[Exercise requirements]:
List every person named in the news excerpt below about Edelsten, Sonic and the liquidators.

*** Provided text Section Begins ***

Last month, Millennium’s liquidators filed a statement of claim in the Supreme Court of Victoria to have the $18 million “forgiveness transaction” voided.
“The company suffered detriment in that the debt of $18 million, owed to it by the defendant, was forgiven,” the claim said.
It also claims the forgiveness transaction was entered into at a time when Millennium was insolvent.
“The defendant was a company in which Edelsten was financially, legally and commercially interested,” it said.
But it is the new owner, Sonic, which would now be hit with the $18 million bill for centres it has already paid for.
If the liquidators appointed to Lonnex follow suite, Sonic could be on the hook for $40 million – on top of the $40 million it has paid for these centres.
CBD called Sonic but got no reply on this matter. However, it is understood the multi-billion-dollar ASX listed group is well aware of the court case.
At least Sonic investors can rest easy that the original $200 million figure provided by Edelsten was a little inflated.
CBD understand that the four centres and $40 million figure, which Edelsten had to share with his business partners, covers the entire sale to Sonic.
Edelsten himself, was reluctant to offer any official comment to CBD.
ATO blow
The good news for Sonic is that, so far, Lonnex has not shown the same appetite for action.
Minutes of a Lonnex creditors meeting held just before Christmas reported that they discussed the $22 million “deed of forgiveness and release” and a $1.87 million claim by the ATO.
The liquidator, Ross McDermott, advised that it was a “voidable transaction” and “he was looking for funding to take further action”.
One creditor representative, Michael Webb, proposed the motion “that the liquidator should not incur any further costs with respect to any action … with respect to the eligible forgiveness of debt” with LMM.
It was seconded by Edelsten, as a creditor, and carried unanimously, according to the report.
It does not look like a third creditor, the tax office, has challenged the matter at this stage.
Not that it would be the first time the ATO has been short-changed by Edelsten.
Edelsten recently settled his bankruptcy case, with creditors agreeing to take just a few cents in the dollar to wipe out more than $30 million of accrued debt.
The ATO and NAB were among the creditors which agreed to accept a cash settlement of just over $1 million.
The deal was seen as a win for Australia’s trust structures, which have ensured that, despite declaring bankruptcy in the US, Edelsten continued to live in the manner to which he is accustomed – blowing more than $48,000 a month on flights, five-star hotels and designer jewellery for his girlfriends.
Fleetwood Mick
APA boss Mick McCormack must have been cock-a-hoop last week.
No, we’re not talking about the global fame he enjoyed – Guiness in hand – from the pictures taken at last week’s St Patrick’s Day celebrations.
McCormack also closed off a momentous $US3.7 billion in debt to finance the $US5 billion acquisition of BG Group’s gas pipes.

*** Provided text Section Ends ***
*** Input data Section Begins ***

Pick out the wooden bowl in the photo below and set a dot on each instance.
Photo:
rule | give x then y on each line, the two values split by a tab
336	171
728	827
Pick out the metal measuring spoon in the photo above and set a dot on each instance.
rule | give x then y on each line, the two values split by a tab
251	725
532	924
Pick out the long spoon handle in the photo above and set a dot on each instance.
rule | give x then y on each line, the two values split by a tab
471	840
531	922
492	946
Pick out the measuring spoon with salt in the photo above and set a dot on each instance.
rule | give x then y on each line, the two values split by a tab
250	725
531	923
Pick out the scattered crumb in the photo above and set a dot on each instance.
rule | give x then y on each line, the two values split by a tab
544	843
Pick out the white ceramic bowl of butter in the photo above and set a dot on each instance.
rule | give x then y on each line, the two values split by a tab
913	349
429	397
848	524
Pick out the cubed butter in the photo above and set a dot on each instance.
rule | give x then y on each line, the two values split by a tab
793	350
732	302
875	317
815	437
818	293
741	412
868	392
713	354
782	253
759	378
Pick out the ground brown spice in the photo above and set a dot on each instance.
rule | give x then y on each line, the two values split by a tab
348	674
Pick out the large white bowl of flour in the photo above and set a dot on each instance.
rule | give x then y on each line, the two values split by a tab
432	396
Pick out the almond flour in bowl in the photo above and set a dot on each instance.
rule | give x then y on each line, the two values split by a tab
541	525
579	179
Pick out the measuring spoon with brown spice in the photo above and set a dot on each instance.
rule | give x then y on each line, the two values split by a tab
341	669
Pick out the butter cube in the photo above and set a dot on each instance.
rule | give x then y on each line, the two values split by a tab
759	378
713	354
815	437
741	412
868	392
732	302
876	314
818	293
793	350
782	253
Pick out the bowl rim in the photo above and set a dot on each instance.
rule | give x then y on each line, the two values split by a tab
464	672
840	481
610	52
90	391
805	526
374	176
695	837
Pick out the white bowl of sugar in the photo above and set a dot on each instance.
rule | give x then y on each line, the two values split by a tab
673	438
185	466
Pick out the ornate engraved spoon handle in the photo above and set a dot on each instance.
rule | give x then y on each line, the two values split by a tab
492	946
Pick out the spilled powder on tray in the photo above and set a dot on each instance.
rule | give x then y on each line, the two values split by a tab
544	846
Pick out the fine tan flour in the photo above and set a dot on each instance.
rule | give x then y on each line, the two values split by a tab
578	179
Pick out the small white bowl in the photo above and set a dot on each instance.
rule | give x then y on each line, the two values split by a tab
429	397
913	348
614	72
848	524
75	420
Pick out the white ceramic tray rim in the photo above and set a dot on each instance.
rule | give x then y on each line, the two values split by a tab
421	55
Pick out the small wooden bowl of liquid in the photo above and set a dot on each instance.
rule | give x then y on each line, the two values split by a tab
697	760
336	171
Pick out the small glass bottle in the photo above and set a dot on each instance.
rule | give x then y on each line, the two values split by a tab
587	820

*** Input data Section Ends ***

[Response]:
Edelsten
Ross McDermott
Michael Webb
Mick McCormack